▶ Task to complete: Would you write out every entry exactly, but without the pictures?

(Exercise materials begins)

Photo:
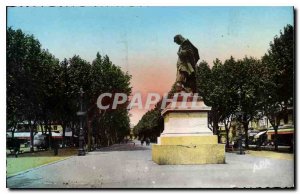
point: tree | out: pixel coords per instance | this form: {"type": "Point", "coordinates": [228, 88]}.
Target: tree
{"type": "Point", "coordinates": [278, 80]}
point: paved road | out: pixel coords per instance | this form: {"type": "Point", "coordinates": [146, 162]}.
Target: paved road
{"type": "Point", "coordinates": [128, 166]}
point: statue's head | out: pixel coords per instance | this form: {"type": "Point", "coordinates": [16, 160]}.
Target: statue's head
{"type": "Point", "coordinates": [179, 39]}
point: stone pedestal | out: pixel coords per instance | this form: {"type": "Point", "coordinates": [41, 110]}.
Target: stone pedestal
{"type": "Point", "coordinates": [186, 138]}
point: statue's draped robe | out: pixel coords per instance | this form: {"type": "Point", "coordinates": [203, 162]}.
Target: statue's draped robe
{"type": "Point", "coordinates": [187, 58]}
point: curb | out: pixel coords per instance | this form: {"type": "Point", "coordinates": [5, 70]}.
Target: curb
{"type": "Point", "coordinates": [25, 171]}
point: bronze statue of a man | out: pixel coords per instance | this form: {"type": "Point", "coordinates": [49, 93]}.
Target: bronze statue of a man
{"type": "Point", "coordinates": [186, 65]}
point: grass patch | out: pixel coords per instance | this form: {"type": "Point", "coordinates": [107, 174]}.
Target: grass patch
{"type": "Point", "coordinates": [27, 161]}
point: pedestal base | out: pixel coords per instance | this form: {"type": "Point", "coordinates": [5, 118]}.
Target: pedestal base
{"type": "Point", "coordinates": [189, 150]}
{"type": "Point", "coordinates": [186, 138]}
{"type": "Point", "coordinates": [180, 154]}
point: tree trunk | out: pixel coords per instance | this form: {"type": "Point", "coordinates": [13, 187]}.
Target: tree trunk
{"type": "Point", "coordinates": [246, 128]}
{"type": "Point", "coordinates": [227, 137]}
{"type": "Point", "coordinates": [89, 136]}
{"type": "Point", "coordinates": [276, 138]}
{"type": "Point", "coordinates": [64, 134]}
{"type": "Point", "coordinates": [31, 138]}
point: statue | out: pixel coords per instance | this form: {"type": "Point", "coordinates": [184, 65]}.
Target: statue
{"type": "Point", "coordinates": [186, 65]}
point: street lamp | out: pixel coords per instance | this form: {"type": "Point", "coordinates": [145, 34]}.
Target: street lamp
{"type": "Point", "coordinates": [81, 113]}
{"type": "Point", "coordinates": [239, 115]}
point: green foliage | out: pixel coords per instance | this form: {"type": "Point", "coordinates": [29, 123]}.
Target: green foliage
{"type": "Point", "coordinates": [44, 90]}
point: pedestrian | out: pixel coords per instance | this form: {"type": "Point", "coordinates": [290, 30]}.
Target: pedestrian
{"type": "Point", "coordinates": [16, 147]}
{"type": "Point", "coordinates": [55, 146]}
{"type": "Point", "coordinates": [147, 141]}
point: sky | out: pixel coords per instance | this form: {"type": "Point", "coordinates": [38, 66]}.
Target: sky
{"type": "Point", "coordinates": [140, 39]}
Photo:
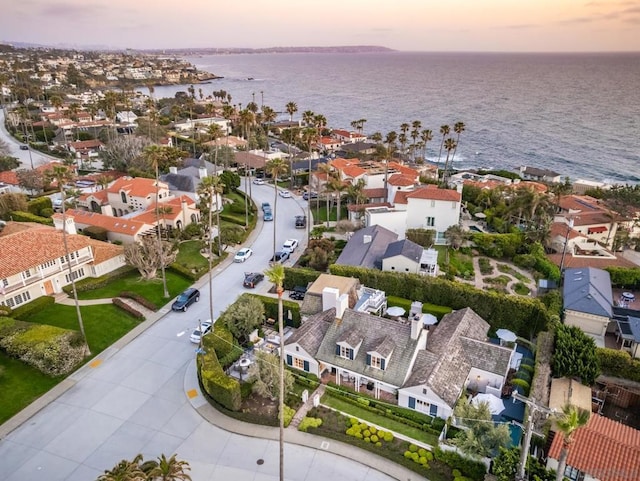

(Exercise materials ends)

▶ Solution below:
Photo:
point: tree | out: pixel coords per instance | this form: {"type": "Point", "coordinates": [228, 88]}.
Target: tree
{"type": "Point", "coordinates": [278, 80]}
point: paved road | out: pixel coords per instance | this form: {"type": "Point", "coordinates": [146, 162]}.
Target: paved road
{"type": "Point", "coordinates": [128, 166]}
point: statue's head | out: pixel coords per instance | this form: {"type": "Point", "coordinates": [16, 160]}.
Target: statue's head
{"type": "Point", "coordinates": [179, 39]}
point: stone pedestal | out: pixel coords per instance | this form: {"type": "Point", "coordinates": [41, 110]}.
Target: stone pedestal
{"type": "Point", "coordinates": [186, 138]}
point: statue's draped robe | out: pixel coords per instance | this form: {"type": "Point", "coordinates": [203, 162]}.
Target: statue's draped robe
{"type": "Point", "coordinates": [187, 58]}
point: curb | out: pixel coords per instance | this form: {"type": "Point", "coordinates": [5, 70]}.
Target: curb
{"type": "Point", "coordinates": [25, 171]}
point: bronze statue of a man | out: pixel coords per instance | this form: {"type": "Point", "coordinates": [49, 93]}.
Target: bronze statue of a man
{"type": "Point", "coordinates": [186, 65]}
point: grass patch | out: pixel coords per instance | this form: {"type": "Point", "coordinates": [107, 174]}.
Target: grass patch
{"type": "Point", "coordinates": [27, 161]}
point: pedestal base | out: pixel coords per instance | this form: {"type": "Point", "coordinates": [5, 118]}.
Target: pedestal base
{"type": "Point", "coordinates": [189, 150]}
{"type": "Point", "coordinates": [186, 138]}
{"type": "Point", "coordinates": [180, 154]}
point: tree trunk | out: pixel coords per instance | this form: {"type": "Point", "coordinates": [13, 187]}.
Target: tree trunk
{"type": "Point", "coordinates": [246, 128]}
{"type": "Point", "coordinates": [227, 137]}
{"type": "Point", "coordinates": [89, 136]}
{"type": "Point", "coordinates": [276, 138]}
{"type": "Point", "coordinates": [64, 134]}
{"type": "Point", "coordinates": [31, 138]}
point: statue | out: pixel coords per instance | this form: {"type": "Point", "coordinates": [184, 65]}.
Target: statue
{"type": "Point", "coordinates": [186, 65]}
point: street lamp | out: pixel coords per instance | this form: {"type": "Point", "coordinates": [145, 34]}.
Target: street lamp
{"type": "Point", "coordinates": [81, 113]}
{"type": "Point", "coordinates": [239, 115]}
point: green foliage | out: pixel coords per instance | this form: {"type": "Point", "coordinates": [29, 123]}.
Target: green foliage
{"type": "Point", "coordinates": [44, 90]}
point: pedestrian | out: pixel coords per instance | this form: {"type": "Point", "coordinates": [290, 30]}.
Target: pedestrian
{"type": "Point", "coordinates": [16, 147]}
{"type": "Point", "coordinates": [55, 146]}
{"type": "Point", "coordinates": [147, 141]}
point: sky | out: pixel coords per instance | this form: {"type": "Point", "coordinates": [38, 66]}.
Target: sky
{"type": "Point", "coordinates": [140, 39]}
Photo:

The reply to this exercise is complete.